▶ **Short exercise 1**: Do statements (a), (b) and (c) agree with the RtpsDiscovery refactoring proposal? Answer each with yes or no and quote the words of the proposal that decide it. (a) RtpsDiscovery creates an instance of Spdp for each participant created in a domain. (b) Sedp is the smallest source file by lines. (c) One goal is to make the code easier to test.
▶ **Short exercise 2**: In the RtpsDiscovery refactoring proposal, what does Sedp attach to the rtps_udp transport it creates?

▶ **Reading text**:
Skip to content

Proposal: RtpsDiscovery Refactoring

Justin Wilson edited this page Nov 20, 2023 · 3 revisions

Motivation

  • Sedp is the largest source file by lines.

  • tsan reports dataraces.

  • SPDP and SEDP have taken on a number of additional responsibilities: security, XTypes, extended BITs, and ICE.

  • Current Organization RtpsDiscovery is the top-level class. RtpsDiscovery implements Discovery which is how the DCPS layer accesses it.

For each participant that is created in a domain, RtpsDiscovery creates an instance of Spdp. Spdp creates an instance of SpdpTransport for the SPDP protocol. It also creates an instance of Sedp for the SEDP protocol. Sedp creates an rtps_udp transport and attaches a number of TransportClients which represent the various writers and readers in Sedp.

The core of Spdp/Sedp is data structures that represent local/remote participants, publications, and subscriptions. There are also a number of auxiliary classes that are used to get around architectural issues including interacting with the ACE_Reactor and upcalls into user space.

Spdp and Sedp have the responsibility of managing the BITs for the participant. They also have the responsibility of managing the extra BITs, participating in ICE, and performing STUN connectivity checks with the RtpsRelay.

Goals

  • Make the code easier to understand, especially with respect to concurrency.
  • Make the code easier to test.

▶ **Stored rows**:
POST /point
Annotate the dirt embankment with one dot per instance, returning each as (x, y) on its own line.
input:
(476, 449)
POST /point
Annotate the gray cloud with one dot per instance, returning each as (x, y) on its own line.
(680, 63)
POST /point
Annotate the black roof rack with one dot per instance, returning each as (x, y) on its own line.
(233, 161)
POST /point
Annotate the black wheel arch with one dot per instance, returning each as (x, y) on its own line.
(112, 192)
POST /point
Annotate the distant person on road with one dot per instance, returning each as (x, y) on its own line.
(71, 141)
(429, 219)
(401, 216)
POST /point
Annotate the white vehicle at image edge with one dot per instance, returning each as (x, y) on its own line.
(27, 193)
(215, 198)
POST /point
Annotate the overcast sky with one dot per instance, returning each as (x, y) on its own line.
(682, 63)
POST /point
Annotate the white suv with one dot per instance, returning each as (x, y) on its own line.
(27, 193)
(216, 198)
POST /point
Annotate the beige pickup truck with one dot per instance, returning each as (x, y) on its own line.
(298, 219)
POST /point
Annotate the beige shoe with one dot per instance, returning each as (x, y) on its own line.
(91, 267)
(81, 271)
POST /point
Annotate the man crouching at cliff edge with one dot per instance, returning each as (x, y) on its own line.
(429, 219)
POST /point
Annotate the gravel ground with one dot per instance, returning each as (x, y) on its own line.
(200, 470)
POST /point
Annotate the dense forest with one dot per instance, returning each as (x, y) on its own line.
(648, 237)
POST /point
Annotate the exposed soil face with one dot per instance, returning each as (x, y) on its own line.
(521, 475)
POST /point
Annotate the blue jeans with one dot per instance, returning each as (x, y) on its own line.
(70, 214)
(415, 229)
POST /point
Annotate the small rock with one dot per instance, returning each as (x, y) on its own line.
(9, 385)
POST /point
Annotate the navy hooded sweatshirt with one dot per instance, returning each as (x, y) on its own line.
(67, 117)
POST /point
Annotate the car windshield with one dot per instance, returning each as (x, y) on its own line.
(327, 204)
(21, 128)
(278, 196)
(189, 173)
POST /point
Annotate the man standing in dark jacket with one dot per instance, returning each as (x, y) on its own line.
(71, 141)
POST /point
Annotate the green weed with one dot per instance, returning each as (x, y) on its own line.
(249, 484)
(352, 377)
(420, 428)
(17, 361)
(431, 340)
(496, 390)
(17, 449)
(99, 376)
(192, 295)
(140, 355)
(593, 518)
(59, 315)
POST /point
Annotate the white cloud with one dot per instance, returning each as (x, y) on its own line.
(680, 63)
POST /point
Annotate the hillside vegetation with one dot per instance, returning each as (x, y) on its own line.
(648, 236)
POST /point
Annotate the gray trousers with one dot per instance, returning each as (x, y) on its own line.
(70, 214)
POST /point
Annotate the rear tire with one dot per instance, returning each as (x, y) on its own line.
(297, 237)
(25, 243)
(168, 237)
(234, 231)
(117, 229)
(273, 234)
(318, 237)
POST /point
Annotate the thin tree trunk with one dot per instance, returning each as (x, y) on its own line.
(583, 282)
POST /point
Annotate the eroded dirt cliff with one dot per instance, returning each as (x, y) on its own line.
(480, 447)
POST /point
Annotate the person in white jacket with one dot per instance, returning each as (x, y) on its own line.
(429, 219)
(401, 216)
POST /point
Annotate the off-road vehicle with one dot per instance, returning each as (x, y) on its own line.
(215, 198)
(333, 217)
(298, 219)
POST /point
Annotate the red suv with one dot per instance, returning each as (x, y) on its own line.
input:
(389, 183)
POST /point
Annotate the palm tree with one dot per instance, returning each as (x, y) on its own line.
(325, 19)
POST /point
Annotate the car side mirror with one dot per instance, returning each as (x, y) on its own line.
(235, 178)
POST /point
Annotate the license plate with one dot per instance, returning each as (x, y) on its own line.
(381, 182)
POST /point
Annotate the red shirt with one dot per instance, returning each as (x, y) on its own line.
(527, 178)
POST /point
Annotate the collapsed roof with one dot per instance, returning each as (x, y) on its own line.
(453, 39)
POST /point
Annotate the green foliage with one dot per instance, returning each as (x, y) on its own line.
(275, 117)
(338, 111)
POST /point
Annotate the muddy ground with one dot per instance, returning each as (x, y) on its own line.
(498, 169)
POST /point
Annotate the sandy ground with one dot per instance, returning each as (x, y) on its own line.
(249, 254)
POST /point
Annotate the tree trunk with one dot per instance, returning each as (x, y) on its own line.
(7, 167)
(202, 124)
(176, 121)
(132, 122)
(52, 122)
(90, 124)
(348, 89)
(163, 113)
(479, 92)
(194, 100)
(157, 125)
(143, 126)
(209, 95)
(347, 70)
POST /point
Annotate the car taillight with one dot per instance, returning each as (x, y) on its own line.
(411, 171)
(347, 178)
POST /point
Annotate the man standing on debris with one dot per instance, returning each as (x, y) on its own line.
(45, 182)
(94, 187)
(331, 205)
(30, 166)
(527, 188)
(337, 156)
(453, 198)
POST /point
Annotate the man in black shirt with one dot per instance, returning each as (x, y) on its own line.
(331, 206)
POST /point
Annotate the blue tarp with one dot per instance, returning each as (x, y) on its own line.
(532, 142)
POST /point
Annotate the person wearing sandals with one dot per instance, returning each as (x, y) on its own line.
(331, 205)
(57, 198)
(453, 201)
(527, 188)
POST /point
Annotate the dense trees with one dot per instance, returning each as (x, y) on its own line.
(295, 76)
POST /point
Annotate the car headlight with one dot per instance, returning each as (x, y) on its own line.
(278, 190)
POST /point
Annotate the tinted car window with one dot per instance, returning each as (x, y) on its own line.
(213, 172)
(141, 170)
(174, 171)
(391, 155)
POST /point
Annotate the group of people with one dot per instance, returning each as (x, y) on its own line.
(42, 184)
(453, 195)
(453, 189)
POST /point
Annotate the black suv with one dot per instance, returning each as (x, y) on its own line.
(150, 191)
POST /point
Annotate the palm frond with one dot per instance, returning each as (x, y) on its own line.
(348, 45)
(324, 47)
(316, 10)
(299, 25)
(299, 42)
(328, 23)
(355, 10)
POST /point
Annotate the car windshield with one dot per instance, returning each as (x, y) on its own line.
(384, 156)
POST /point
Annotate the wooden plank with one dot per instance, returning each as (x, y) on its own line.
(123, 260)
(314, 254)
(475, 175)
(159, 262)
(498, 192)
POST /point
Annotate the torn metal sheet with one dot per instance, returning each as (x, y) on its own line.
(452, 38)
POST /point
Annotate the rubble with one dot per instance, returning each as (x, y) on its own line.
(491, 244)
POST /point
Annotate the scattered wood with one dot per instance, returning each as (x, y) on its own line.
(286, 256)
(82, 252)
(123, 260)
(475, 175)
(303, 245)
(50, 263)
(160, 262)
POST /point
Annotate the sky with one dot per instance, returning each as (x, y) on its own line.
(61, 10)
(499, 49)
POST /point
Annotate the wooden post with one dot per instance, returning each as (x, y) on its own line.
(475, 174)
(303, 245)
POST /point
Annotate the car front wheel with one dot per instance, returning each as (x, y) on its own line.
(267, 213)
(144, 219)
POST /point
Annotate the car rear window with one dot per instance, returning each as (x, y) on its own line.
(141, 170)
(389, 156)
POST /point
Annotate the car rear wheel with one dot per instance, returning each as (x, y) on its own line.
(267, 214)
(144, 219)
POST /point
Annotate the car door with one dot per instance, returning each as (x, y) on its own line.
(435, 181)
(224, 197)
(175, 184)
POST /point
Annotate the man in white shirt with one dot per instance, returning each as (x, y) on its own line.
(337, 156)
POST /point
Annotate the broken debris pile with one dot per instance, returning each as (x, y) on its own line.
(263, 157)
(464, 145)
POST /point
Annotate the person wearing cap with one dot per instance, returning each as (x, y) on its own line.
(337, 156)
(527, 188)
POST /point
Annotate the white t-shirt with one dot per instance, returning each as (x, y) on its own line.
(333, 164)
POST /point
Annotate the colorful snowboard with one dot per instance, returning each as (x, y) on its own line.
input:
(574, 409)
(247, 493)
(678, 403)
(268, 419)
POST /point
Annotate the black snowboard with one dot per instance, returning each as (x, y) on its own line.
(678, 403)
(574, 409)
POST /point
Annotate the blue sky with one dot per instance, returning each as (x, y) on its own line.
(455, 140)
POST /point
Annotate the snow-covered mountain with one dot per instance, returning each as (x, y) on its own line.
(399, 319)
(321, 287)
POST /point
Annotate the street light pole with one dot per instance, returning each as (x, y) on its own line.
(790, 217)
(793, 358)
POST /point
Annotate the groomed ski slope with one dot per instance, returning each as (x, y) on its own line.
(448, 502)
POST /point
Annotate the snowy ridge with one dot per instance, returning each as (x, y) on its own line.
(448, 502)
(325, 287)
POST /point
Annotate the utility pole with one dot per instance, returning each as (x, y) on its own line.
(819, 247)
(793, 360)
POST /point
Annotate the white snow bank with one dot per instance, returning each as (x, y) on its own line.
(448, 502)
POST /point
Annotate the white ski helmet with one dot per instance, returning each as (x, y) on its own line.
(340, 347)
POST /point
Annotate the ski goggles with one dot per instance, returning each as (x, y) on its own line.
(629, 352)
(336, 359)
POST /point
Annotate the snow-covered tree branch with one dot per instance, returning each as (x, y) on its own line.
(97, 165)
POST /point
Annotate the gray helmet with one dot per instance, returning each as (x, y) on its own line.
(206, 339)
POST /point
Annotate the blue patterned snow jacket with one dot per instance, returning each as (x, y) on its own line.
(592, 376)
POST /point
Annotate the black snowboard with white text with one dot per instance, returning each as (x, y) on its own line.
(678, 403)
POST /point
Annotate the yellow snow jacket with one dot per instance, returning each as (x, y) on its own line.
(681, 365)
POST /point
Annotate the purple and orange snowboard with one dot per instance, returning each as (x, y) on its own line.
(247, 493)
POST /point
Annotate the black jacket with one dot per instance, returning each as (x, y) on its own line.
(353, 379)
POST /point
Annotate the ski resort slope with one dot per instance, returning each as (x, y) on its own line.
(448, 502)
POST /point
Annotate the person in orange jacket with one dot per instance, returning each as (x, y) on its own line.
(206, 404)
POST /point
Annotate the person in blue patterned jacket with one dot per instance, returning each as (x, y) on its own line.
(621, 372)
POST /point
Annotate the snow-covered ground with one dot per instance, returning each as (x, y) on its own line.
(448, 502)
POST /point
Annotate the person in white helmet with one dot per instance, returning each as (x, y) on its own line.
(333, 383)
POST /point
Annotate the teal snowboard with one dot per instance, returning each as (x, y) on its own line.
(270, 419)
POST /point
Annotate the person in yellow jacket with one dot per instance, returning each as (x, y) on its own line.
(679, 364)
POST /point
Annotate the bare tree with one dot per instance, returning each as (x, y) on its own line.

▶ **Full answer 1**:
(a) Yes: "For each participant that is created in a domain, RtpsDiscovery creates an instance of Spdp."
(b) No: "Sedp is the largest source file by lines."
(c) Yes: "Make the code easier to test."

▶ **Full answer 2**: A number of TransportClients, which represent the various writers and readers in Sedp.